■ Work to do: Reproduce verbatim the part of the free-speech passage below, starting with "But the lofty" and going on through "they find obnoxious.".

■ Excerpted text:
********************

Most western countries proudly proclaim a long-held attachment to freedom of expression.
Underpinning the virtue of allowing people to say and write broadly what they wish is the bold statement inaccurately attributed to the 18th century French philosopher Voltaire: “I disapprove of what you say, but I will defend to the death your right to say it.”
Although these were not Voltaire own words but a biographer’s interpretation of his outlook, the noble thoughts will forever be associated with his name. It is echoed in the children’s adage, “sticks and stones will break my bones, but words will never harm me”.
But the lofty principle of free speech is subject to quite enough qualification to suggest the West should think twice about lecturing other parts of the world. Intemperate, inflammatory or defamatory language can bring judicial consequences, speaking out of turn has cost many people their jobs and even groups of ordinary citizens sometimes feel entitled to silence views they find obnoxious.

********************

■ Data:
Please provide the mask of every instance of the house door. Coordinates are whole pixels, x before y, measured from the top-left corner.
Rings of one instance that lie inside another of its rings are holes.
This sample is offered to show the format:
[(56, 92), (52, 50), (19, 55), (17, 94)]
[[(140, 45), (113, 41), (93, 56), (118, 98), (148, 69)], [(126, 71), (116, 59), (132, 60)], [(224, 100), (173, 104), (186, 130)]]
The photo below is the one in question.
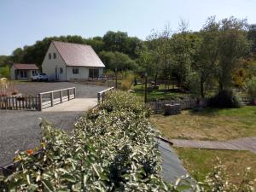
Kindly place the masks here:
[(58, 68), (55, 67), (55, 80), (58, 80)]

********************

■ Reply to the task:
But the lofty principle of free speech is subject to quite enough qualification to suggest the West should think twice about lecturing other parts of the world. Intemperate, inflammatory or defamatory language can bring judicial consequences, speaking out of turn has cost many people their jobs and even groups of ordinary citizens sometimes feel entitled to silence views they find obnoxious.